WORK ORDER: The output should be exactly the lines from the one containing "Study the photograph above. For every instance of the island" through the last line of the records, and only those.

(LISTED ENTRIES Opens)

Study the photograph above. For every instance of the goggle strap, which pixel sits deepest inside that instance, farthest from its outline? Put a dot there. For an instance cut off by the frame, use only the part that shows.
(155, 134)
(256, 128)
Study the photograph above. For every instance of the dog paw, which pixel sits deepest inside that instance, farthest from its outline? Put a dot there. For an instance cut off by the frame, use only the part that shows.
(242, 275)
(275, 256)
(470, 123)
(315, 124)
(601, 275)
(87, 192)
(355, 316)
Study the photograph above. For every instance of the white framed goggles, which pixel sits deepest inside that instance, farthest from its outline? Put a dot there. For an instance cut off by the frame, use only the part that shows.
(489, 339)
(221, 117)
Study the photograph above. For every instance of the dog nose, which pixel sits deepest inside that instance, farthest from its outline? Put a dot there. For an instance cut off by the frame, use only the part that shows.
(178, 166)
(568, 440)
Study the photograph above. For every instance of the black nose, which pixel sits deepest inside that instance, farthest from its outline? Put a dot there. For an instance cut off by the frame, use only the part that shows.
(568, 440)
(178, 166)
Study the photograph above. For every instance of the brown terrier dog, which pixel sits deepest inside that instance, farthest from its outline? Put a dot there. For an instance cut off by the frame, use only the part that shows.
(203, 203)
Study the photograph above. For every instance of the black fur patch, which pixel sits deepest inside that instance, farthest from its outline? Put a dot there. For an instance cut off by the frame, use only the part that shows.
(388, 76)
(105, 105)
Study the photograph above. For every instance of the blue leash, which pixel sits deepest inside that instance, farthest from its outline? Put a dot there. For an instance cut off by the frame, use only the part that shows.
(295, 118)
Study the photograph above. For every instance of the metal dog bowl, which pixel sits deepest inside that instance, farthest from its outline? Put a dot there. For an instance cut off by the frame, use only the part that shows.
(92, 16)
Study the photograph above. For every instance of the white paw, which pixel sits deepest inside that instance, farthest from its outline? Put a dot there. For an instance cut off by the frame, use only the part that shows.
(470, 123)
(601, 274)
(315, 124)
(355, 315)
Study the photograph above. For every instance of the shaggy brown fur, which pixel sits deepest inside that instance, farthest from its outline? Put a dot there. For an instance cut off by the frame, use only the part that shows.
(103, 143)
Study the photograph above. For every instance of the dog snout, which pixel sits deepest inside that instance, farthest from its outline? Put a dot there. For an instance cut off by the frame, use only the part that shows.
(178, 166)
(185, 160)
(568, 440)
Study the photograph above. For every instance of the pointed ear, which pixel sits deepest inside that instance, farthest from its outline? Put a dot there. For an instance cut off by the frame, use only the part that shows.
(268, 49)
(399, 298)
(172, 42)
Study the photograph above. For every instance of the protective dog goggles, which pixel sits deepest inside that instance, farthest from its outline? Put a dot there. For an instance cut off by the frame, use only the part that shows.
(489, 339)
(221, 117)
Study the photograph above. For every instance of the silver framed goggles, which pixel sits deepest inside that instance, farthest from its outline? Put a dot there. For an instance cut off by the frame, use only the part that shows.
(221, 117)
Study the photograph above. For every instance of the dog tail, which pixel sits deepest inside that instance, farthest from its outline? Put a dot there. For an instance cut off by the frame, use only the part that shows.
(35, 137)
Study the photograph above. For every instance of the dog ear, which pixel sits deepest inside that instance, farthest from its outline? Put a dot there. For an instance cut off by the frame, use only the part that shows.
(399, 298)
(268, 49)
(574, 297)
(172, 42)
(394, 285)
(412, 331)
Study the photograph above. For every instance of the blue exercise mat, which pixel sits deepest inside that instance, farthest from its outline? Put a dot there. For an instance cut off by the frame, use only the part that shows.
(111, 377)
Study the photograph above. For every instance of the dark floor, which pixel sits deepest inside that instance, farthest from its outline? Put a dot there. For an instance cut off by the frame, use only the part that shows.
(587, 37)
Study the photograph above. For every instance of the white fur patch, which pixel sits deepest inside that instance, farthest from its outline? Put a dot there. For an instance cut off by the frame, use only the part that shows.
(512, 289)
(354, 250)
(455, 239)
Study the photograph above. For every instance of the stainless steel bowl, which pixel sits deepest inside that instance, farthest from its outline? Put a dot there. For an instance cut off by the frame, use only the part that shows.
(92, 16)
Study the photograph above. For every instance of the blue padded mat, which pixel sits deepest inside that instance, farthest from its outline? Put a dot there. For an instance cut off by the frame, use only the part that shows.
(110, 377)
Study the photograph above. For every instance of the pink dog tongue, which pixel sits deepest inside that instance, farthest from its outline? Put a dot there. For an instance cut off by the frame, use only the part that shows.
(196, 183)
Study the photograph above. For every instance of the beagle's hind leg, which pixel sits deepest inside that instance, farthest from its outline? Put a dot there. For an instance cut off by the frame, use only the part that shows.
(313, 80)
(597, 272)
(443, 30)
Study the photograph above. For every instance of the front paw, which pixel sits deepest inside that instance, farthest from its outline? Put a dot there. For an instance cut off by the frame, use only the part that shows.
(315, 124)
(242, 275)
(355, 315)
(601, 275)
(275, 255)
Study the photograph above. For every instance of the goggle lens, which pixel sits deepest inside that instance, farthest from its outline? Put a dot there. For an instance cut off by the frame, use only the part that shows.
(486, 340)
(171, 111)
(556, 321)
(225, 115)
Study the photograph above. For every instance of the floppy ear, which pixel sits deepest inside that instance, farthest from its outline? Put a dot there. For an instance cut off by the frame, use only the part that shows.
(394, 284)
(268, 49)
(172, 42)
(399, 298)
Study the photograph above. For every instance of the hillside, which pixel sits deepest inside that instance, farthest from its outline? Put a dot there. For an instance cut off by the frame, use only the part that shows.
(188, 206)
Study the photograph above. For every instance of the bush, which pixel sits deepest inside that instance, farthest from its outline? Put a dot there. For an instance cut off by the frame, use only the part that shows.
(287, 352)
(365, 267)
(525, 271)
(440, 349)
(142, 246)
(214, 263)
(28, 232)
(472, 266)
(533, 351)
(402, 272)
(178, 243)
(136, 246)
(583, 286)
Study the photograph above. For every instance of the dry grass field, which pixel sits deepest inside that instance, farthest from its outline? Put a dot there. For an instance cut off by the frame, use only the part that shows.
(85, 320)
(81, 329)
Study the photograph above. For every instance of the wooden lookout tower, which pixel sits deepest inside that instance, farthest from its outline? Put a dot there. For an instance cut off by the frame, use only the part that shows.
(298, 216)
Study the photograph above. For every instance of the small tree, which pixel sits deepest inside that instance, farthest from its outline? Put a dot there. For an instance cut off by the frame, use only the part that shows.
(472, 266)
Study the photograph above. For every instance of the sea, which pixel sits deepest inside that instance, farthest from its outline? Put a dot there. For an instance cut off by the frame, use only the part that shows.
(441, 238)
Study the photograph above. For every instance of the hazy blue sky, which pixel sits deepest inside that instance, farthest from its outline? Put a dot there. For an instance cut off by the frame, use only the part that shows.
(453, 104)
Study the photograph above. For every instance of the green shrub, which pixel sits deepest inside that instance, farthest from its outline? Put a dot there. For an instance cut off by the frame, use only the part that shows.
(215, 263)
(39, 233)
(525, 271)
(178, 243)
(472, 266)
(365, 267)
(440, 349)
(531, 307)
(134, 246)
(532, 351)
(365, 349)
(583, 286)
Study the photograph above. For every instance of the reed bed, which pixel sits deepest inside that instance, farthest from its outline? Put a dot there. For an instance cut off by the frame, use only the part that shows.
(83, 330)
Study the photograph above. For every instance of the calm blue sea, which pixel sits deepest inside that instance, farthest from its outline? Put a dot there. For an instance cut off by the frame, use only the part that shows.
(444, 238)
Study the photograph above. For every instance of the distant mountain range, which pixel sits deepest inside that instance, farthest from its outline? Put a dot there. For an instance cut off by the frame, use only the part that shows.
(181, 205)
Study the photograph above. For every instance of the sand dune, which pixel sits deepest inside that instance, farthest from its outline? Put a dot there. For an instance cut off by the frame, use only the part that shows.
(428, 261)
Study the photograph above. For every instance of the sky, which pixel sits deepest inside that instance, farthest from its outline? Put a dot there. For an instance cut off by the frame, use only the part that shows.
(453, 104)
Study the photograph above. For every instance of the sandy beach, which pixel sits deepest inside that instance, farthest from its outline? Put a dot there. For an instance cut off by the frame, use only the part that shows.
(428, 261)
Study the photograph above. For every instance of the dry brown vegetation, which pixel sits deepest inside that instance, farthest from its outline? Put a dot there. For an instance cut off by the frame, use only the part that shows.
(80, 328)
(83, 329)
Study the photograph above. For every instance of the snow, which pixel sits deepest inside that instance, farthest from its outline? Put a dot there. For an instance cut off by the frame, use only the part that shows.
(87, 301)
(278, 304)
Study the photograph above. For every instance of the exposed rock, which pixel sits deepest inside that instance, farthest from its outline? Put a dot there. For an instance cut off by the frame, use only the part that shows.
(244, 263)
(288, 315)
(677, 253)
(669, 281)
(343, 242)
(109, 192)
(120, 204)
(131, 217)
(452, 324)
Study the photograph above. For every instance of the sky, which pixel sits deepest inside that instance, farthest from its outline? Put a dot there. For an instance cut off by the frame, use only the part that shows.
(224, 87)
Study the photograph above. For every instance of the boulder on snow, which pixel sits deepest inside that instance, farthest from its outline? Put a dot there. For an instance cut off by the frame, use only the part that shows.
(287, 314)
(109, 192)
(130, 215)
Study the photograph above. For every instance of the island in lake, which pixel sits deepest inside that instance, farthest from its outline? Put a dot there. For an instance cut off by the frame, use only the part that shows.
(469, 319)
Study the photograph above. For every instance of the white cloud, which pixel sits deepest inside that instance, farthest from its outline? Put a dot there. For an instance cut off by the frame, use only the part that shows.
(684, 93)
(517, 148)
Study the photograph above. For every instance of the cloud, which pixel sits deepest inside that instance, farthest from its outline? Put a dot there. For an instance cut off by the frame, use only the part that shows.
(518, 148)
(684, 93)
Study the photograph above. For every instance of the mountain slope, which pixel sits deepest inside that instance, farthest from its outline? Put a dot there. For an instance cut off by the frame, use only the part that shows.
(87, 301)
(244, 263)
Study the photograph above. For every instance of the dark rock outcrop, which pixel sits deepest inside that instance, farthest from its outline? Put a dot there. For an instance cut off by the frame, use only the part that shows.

(LISTED ENTRIES Closes)

RESPONSE TO THIS TASK:
Study the photograph above. For every instance of the island in lake, which pixel sits deepest inside that instance, farthest from its outline? Put a dot there. For an instance cut off by the frame, use only the part that shows.
(469, 319)
Study the photograph above. For every instance of the white cloud, which pixel sits deepest inside that instance, farthest from its outline? Put a dot there. For an instance cut off by the frame, use only the part that shows.
(684, 93)
(517, 148)
Study the photograph above. For every instance of the cloud, which pixel sits deepest inside that instance, farthest from its outline? Put a dot there. For an instance cut off by the frame, use only the part that shows.
(518, 148)
(684, 93)
Study the photograph above. For every instance of the mountain slope, which pixel sits deepest inside that instance, farthest from its outline? Put a dot there. For an instance cut off by the frame, use only the part that shows.
(87, 301)
(244, 263)
Study the photograph above. For every instance of the dark rock outcrop, which pixel sits deepest inside that instance, farthest from its outline? Put a dot there. For an instance cut off by the frame, use only the part that shows.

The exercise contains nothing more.